Location labeling records:
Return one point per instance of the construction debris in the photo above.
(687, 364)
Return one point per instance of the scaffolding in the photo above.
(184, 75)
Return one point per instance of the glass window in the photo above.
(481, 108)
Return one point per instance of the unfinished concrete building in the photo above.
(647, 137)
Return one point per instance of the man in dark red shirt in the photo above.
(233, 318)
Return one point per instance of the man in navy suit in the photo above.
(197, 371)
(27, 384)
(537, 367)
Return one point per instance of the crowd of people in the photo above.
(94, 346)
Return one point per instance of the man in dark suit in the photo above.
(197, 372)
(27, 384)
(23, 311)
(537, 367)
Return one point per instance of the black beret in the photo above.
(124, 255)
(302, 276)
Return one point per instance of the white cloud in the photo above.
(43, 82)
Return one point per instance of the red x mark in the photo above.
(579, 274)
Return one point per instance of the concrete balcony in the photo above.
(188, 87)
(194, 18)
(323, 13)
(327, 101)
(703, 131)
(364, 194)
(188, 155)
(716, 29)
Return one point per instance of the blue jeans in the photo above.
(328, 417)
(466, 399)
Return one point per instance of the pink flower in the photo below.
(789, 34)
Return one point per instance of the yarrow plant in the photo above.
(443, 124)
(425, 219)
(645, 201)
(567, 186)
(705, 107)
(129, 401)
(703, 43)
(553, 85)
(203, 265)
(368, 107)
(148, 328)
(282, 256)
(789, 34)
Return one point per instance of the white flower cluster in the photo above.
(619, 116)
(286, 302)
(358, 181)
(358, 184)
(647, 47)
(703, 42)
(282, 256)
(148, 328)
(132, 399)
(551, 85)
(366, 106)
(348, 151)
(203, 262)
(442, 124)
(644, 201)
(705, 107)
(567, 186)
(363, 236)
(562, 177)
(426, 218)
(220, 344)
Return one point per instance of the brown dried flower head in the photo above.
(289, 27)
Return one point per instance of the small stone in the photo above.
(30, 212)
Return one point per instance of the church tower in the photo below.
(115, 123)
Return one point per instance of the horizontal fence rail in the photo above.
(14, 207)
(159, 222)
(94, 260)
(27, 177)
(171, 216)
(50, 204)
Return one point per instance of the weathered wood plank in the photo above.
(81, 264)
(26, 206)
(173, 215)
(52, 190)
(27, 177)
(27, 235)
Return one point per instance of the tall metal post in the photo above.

• The problem: Please restate the whole listing word for word.

• Problem solution:
Return one point per instance of the construction debris in the photo above.
(687, 364)
Return one point per instance of the scaffolding in the photo above.
(184, 75)
Return one point per instance of the glass window in the photo above.
(481, 108)
Return one point per instance of the unfinished concrete building in the photo above.
(647, 137)
Return one point per instance of the man in dark red shirt in the photo above.
(233, 318)
Return one point per instance of the man in navy suit in the photo above.
(197, 371)
(27, 384)
(537, 367)
Return one point per instance of the crowd of people in the photo above.
(94, 346)
Return one point per instance of the man in dark suit in the photo above.
(197, 372)
(27, 384)
(23, 311)
(537, 367)
Return one point per instance of the black beret in the photo above.
(124, 255)
(302, 276)
Return one point per instance of the white cloud in the photo above.
(43, 82)
Return one point per instance of the red x mark in the photo above.
(579, 274)
Return one point per instance of the concrete balcony in the photo above.
(188, 87)
(194, 18)
(323, 13)
(327, 101)
(703, 131)
(364, 194)
(188, 155)
(716, 29)
Return one point per instance of the blue jeans in the photo above.
(328, 417)
(466, 399)
Return one point per instance of the pink flower in the photo below.
(789, 34)
Return one point per instance of the yarrow plant in the photo above.
(443, 124)
(425, 219)
(645, 201)
(567, 186)
(705, 107)
(129, 401)
(703, 43)
(553, 85)
(203, 265)
(368, 107)
(148, 328)
(282, 256)
(789, 34)
Return one point per instance of the white flower cluster in the photo above.
(619, 116)
(286, 302)
(358, 181)
(358, 184)
(647, 47)
(703, 42)
(282, 256)
(148, 328)
(132, 399)
(551, 85)
(366, 106)
(348, 151)
(203, 262)
(442, 124)
(644, 201)
(705, 107)
(567, 186)
(363, 236)
(562, 177)
(426, 218)
(220, 344)
Return one point per instance of the brown dried flower head in the photo above.
(289, 27)
Return one point per instance of the small stone in the photo above.
(30, 212)
Return one point per instance of the church tower in the photo below.
(115, 123)
Return one point per instance of the horizontal fence rail in the photo above.
(14, 207)
(159, 222)
(94, 260)
(27, 177)
(171, 216)
(50, 204)
Return one point per instance of the weathered wood plank in the photo above.
(81, 264)
(26, 206)
(173, 215)
(52, 190)
(27, 177)
(27, 235)
Return one point per instance of the tall metal post in the photo above.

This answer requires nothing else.